=== TASK DETAILS ===
Pick out every line in the entries below that contains the string "Target", with case counting, and copy each of those lines.

=== ENTRIES SHOWN ===
********************
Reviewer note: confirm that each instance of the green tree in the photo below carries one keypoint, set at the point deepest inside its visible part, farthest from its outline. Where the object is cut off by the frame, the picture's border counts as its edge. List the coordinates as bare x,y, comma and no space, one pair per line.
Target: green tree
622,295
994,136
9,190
********************
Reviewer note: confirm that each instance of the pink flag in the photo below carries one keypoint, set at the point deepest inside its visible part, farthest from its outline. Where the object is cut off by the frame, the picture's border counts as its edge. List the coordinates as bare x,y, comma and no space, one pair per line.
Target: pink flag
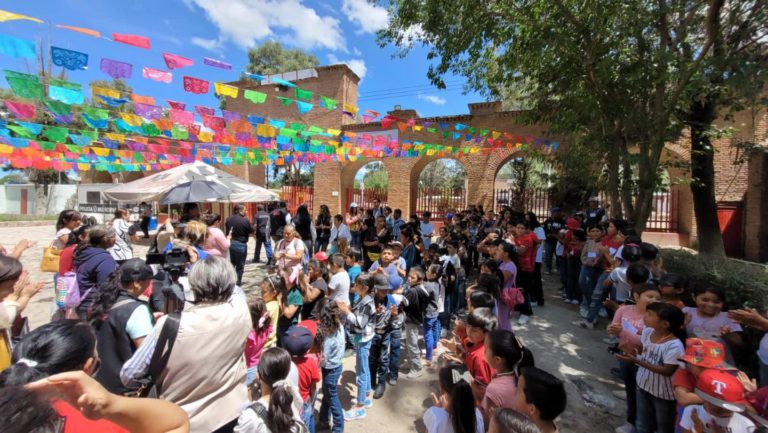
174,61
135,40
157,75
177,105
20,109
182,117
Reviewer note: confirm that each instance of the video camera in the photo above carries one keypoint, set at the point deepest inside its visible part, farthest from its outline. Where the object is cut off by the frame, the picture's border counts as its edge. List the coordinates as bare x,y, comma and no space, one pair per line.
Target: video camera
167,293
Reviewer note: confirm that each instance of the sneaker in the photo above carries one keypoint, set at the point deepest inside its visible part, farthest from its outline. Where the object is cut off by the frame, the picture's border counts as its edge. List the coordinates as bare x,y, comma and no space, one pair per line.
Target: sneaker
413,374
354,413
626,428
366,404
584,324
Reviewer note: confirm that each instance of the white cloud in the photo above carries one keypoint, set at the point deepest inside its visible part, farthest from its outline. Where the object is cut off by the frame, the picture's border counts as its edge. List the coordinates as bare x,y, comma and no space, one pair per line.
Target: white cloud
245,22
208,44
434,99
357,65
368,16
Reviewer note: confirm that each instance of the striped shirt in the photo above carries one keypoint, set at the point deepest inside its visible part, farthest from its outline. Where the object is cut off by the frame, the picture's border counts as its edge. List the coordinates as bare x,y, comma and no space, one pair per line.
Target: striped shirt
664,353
********************
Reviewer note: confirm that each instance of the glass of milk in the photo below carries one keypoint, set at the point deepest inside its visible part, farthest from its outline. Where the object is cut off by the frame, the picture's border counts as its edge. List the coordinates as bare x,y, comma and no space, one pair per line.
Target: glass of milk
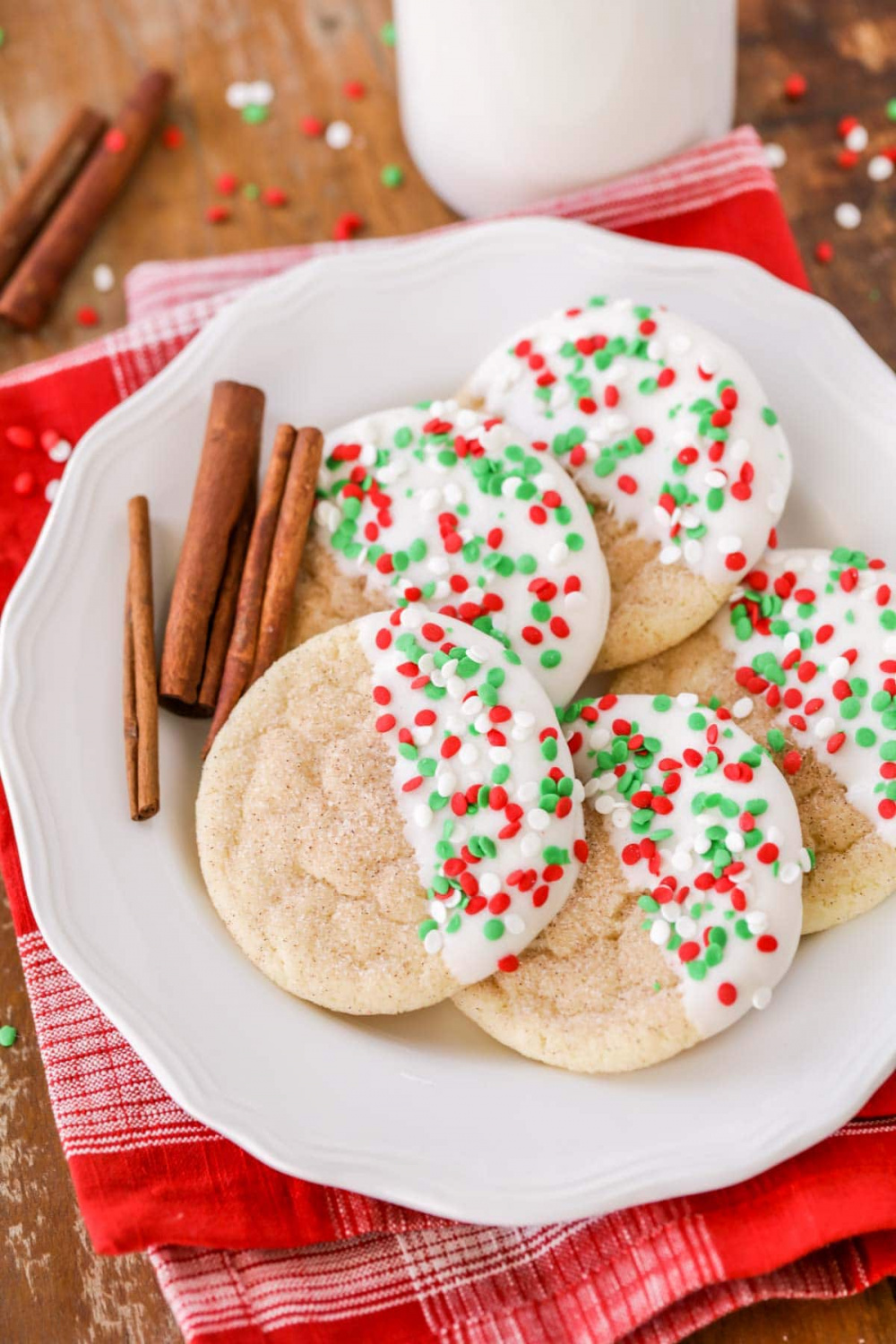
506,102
********************
=== FULL ANSWER ===
Target: green tree
Target: pink flag
Target: video camera
Target: sneaker
Target: white cloud
Target: striped shirt
Target: glass of milk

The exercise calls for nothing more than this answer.